------ Page text
The function $ h(\cdot )$ is called the regression curve. It is the function which describes the overall trend in the scatterplot; that is, it is the function that relates the response variable to the explanatory variables. Note that $ h\left( x\right) $ is non-random as it is a function of the non-random explanatory variables. The random terms $ \varepsilon _{i},$ $ i=1,\ldots n,$ are called random errors. Since the random variation in the response variable $ Y_{i}$ is modelled by random errors $ \varepsilon _{i}$ , $ i=1\ldots n$ , the $ Y_{i}$ s are independent random variables with means $ h(x_{i})$ , $ i=1,\ldots ,n$ , and constant variance (equal to the variance of $ \varepsilon _{i}$ ).


Example 1.2 (continued) Age and height of children

In Example 1.2, we argued that the average height ($ Y_i$ ) of the Egyptian children seems to depend linearly of their ages ($ x_i$ ). Thus, the following regression model might describe these data well.

$\displaystyle Y_{i}=\beta _{0}+\beta _{1}x_{i}+\varepsilon _{i},$  $\displaystyle i=1,\ldots
,161,
$

where $ \beta _{0}$ and $ \beta _{1}$ are unknown parameters, and $ \varepsilon
_{i}$ are independent random variables with zero mean and constant variance.
------------
------ Data section
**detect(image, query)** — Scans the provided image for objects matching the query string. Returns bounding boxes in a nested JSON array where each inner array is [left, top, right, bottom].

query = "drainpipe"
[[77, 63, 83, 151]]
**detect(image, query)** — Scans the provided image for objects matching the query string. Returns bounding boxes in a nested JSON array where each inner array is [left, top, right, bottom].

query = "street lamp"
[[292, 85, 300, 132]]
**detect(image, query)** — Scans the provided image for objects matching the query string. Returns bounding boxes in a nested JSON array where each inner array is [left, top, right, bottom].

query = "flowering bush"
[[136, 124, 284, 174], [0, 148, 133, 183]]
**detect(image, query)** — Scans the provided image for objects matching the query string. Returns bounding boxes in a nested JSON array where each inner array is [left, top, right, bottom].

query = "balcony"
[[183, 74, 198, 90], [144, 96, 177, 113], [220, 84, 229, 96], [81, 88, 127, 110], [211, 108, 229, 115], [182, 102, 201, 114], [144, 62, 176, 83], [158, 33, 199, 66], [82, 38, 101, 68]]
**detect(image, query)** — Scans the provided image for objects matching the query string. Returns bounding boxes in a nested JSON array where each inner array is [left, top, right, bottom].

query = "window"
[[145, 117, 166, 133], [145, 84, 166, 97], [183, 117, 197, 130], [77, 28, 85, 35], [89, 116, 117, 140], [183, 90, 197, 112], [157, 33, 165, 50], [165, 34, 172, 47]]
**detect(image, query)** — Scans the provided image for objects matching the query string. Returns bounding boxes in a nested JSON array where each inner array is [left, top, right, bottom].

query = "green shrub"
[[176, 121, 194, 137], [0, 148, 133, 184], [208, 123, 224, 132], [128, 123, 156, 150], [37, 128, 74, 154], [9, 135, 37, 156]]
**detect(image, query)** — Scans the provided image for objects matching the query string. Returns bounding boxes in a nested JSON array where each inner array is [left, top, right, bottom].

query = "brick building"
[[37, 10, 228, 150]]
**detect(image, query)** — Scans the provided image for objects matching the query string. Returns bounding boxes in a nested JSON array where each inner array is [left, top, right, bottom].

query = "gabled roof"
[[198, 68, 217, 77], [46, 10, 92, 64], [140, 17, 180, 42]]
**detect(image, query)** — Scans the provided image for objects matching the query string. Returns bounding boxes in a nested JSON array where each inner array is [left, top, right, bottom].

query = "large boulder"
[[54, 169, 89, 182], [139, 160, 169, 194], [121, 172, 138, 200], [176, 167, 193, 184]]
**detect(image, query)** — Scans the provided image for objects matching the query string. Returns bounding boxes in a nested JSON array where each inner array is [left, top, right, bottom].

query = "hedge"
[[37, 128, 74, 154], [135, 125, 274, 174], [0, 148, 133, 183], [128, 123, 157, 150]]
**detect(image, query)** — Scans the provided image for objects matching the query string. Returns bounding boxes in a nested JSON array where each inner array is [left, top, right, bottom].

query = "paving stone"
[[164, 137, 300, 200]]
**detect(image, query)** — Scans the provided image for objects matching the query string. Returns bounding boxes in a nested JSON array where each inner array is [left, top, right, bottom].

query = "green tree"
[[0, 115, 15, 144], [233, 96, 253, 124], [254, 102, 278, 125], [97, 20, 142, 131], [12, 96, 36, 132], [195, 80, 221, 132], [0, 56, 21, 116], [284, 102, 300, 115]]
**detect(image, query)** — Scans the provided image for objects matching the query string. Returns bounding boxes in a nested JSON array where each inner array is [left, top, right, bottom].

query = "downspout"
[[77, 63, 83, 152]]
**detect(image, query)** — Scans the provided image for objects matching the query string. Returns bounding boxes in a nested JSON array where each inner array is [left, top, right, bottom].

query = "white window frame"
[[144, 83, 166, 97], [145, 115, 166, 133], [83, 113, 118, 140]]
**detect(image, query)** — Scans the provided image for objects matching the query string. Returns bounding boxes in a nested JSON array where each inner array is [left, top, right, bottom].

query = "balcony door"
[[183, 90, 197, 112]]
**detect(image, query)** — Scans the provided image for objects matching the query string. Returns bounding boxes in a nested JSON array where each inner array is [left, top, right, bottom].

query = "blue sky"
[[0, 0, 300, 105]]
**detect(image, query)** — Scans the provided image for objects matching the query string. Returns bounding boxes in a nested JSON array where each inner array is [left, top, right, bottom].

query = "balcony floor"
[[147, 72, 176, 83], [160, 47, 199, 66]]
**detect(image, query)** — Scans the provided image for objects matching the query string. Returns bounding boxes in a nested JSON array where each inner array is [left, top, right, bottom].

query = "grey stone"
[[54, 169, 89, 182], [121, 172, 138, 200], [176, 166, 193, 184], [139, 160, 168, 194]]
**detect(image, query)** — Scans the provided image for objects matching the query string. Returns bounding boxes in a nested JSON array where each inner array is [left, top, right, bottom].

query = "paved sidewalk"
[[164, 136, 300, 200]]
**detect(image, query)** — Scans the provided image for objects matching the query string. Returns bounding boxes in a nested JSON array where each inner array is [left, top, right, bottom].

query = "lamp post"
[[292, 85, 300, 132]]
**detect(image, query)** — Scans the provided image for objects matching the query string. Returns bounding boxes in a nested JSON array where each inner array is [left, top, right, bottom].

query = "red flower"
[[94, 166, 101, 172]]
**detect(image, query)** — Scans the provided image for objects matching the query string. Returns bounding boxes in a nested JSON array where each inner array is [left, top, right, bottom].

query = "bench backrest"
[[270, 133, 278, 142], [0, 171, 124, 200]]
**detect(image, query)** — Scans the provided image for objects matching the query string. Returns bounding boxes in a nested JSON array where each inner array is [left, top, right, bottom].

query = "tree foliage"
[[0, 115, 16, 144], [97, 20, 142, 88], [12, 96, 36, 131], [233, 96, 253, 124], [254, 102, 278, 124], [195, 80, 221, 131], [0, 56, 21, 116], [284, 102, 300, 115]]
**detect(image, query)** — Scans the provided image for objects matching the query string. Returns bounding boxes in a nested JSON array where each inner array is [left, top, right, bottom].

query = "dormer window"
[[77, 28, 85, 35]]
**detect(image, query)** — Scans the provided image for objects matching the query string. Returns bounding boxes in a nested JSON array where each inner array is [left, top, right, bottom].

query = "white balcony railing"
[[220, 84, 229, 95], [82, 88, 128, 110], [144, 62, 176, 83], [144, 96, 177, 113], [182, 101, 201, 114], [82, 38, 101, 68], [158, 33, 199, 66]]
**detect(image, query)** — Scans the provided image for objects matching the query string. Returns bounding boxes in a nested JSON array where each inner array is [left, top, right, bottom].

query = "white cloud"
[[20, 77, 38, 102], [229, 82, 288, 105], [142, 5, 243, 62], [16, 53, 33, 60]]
------------
◆ **The tasks**
a) Answer these questions from the regression text:
(i) What name is given to the function h(·)?
(ii) What are the random terms ε_i called?
(iii) In the example on age and height of children, what seems to depend linearly on the children's ages?
b) Write the next part of the regression text, picking up right after its final sentence.
The lines above are separate material, independent of the regression text.

◆ **Set of answers**
a)
(i) The regression curve.
(ii) Random errors.
(iii) The average height of the Egyptian children.

b)
$ \diamondsuit$


Example 1.5 (continued) Cracking paint

The crack rating ($ Y_{i}$ ) of latex paint appeared to be related to the water permeability ($ x_{i,1}$ ), and to the fracture energy ($ x_{i,2}$ ). A suitable regression model for these data might be of the form:

$\displaystyle Y_{i}=\beta _{0}+\beta _{1}x_{i,1}+\beta _{2}x_{i,2}+\varepsilon _{i},$  $\displaystyle i=1,\ldots ,10,
$

where $ \beta _{0}$ , $ \beta _{1}$ and $ \beta _{2}$ are unknown parameters, and $ \varepsilon _{i}$ are independent random variables with zero mean and constant variance.

$ \diamondsuit$


Example 1.7 (continued) Paper strength

The relationship between the tensile strength ($ Y$ ) of Kraft paper, and the percentage of hardwood ($ x$ ) in the pulp from which the paper was made, appeared to be a curve rather than a straight line. A possible model for these data might be the following.

$\displaystyle Y_{i}=\beta _{0}+\beta _{1}x+\beta _{2}x^{2}+\beta _{3}x^{3}+\varepsilon
_{i},$  $\displaystyle i=1,\ldots ,19,
$

where $ \beta _{0},\ldots ,\beta _{3}$ are unknown parameters, and $ \varepsilon _{i}$ are independent random variables with zero mean and constant variance.

$ \diamondsuit$


In the case where there is only one explanatory variable, such as Examples 1.1-1.4, and 1.6-1.8, the regression model is called a simple regression model. Module 2 concerns simple regression models. In the general case, where there are two or more explanatory variables, such as Example 1.5, the general regression model is usually referred to as a multiple regression model. Multiple regression models are discussed in Modules 3 to 5.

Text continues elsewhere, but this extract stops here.